# STUDY MATERIAL
== Segment start ==

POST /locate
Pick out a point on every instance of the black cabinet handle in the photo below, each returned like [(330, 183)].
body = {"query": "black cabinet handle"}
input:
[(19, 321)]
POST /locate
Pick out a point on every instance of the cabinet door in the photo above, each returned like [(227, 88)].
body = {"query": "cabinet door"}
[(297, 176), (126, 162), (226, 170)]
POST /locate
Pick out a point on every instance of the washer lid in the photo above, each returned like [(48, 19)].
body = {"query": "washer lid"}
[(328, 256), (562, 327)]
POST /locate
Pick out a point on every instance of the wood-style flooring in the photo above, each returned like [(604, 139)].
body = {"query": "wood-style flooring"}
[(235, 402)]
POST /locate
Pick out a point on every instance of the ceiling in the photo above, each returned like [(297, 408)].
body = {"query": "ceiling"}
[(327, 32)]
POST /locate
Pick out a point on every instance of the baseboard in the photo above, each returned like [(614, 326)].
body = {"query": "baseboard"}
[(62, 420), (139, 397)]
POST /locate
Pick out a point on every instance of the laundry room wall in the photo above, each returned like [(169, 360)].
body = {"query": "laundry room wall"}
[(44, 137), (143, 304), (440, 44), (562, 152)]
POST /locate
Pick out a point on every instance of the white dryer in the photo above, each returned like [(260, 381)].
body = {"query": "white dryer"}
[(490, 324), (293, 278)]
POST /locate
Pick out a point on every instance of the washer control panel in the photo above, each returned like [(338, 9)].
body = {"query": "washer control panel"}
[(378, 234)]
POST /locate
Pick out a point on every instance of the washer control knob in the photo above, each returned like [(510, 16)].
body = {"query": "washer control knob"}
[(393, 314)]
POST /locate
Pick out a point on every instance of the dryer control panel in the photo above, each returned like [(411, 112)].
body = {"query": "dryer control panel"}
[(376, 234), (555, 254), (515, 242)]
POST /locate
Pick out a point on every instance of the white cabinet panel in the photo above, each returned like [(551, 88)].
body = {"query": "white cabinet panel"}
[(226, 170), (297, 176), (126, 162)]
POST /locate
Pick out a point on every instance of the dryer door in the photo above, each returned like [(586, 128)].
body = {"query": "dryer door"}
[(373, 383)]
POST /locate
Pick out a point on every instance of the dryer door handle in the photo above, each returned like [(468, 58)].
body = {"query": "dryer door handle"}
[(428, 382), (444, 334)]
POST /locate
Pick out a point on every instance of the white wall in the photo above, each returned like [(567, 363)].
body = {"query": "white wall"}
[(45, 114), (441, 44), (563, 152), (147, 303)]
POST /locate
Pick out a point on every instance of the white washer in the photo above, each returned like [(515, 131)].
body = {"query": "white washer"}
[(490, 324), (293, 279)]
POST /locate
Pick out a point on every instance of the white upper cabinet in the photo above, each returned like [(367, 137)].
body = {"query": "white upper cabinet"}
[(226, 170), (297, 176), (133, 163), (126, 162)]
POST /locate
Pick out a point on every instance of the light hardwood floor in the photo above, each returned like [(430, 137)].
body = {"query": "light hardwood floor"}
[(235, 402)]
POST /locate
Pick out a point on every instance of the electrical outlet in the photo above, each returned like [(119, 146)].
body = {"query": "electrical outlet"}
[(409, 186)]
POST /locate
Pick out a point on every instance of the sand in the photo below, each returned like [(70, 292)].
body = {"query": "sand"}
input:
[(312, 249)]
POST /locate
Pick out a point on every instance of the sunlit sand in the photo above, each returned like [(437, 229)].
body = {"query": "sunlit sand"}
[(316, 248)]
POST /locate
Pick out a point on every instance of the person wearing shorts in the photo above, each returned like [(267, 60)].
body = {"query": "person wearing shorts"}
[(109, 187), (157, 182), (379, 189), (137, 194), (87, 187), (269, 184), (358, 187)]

== Segment end ==

# WORK ITEM
Make an exact copy of the listing shown above.

# EXERCISE ANSWER
POST /locate
Pick out a point on every instance of the black cabinet handle in the photo below, each returned like [(330, 183)].
body = {"query": "black cabinet handle"}
input:
[(19, 321)]
POST /locate
Pick out a point on every instance of the cabinet door in the photo above, each returned like [(227, 88)].
body = {"query": "cabinet door"}
[(297, 176), (126, 162), (226, 170)]
POST /locate
Pick out a point on every instance of the washer lid in the photo above, each returned like [(48, 19)].
body = {"query": "washer lid"}
[(328, 256), (562, 327)]
POST /locate
Pick out a point on every instance of the wood-style flooring in the photo above, each returned like [(604, 139)].
body = {"query": "wood-style flooring"}
[(235, 402)]
POST /locate
Pick out a point on every instance of the ceiling in the photo above, each returned like [(297, 408)].
body = {"query": "ceiling"}
[(327, 32)]
POST /locate
Pick out a point on every instance of the baseboard in the photo above, each returned like [(614, 326)].
body = {"query": "baseboard"}
[(62, 420), (139, 397)]
POST /locate
Pick out a point on every instance of the laundry room wall in the photo above, each returned like [(169, 360)].
body = {"query": "laundry room wall"}
[(44, 137), (143, 304), (440, 44), (562, 152)]
POST /locate
Pick out a point on every instance of the white dryer in the photo above, each returned like [(260, 381)].
body = {"query": "white dryer"}
[(490, 324), (293, 278)]
POST /locate
Pick out a point on every instance of the washer control panel in the photo above, each returned like [(338, 9)].
body = {"query": "washer control panel"}
[(378, 234)]
POST /locate
Pick out a point on every instance of the washer control knob in the photo above, each returned like [(510, 16)].
body = {"query": "washer control knob"}
[(393, 314)]
POST /locate
Pick out a point on every instance of the dryer control panel in the photo above, each returned like [(411, 112)].
body = {"query": "dryer control panel"}
[(376, 234), (555, 254), (515, 242)]
POST /locate
Pick out a point on every instance of the white cabinet panel in the photo above, each returned like [(551, 88)].
body = {"query": "white cabinet panel"}
[(226, 170), (297, 176), (126, 162)]
POST /locate
Pick out a point on every instance of the dryer door in the photo above, each returned like [(586, 128)].
body = {"query": "dryer door"}
[(373, 383)]
POST /locate
Pick out a point on every instance of the dryer door handle in the photo above, each returned like [(468, 58)].
body = {"query": "dryer door handle"}
[(428, 382), (444, 334)]
POST /locate
Pick out a point on every instance of the white wall in the photo above, each returned like [(567, 363)].
body = {"query": "white wall"}
[(45, 114), (441, 44), (563, 152), (147, 303)]
POST /locate
Pick out a point on every instance of the white washer in the photo above, each returned like [(515, 131)].
body = {"query": "white washer"}
[(490, 324), (293, 279)]
POST /locate
Pick out a point on every instance of the white upper cabinet in the photo above, each returned like [(367, 137)].
body = {"query": "white upper cabinet"}
[(226, 170), (297, 176), (133, 163), (126, 162)]
POST /locate
Pick out a point on every instance of the light hardwood floor in the photo above, each returned like [(430, 137)].
body = {"query": "light hardwood floor"}
[(235, 402)]
POST /locate
Pick out a point on every instance of the electrical outlet in the photo above, each returned like [(119, 146)].
body = {"query": "electrical outlet"}
[(409, 186)]
POST /locate
Pick out a point on every instance of the sand in the photo below, each returned like [(70, 292)].
body = {"query": "sand"}
input:
[(312, 249)]
POST /locate
Pick out a point on every instance of the sunlit sand in the photo above, each returned like [(437, 229)].
body = {"query": "sunlit sand"}
[(316, 248)]
POST /locate
Pick out a point on every instance of the person wearing shorts in the photo above, each returned like [(267, 60)].
body = {"query": "person wearing shorts"}
[(109, 187), (157, 182), (379, 189), (137, 194), (87, 187), (269, 184), (358, 187)]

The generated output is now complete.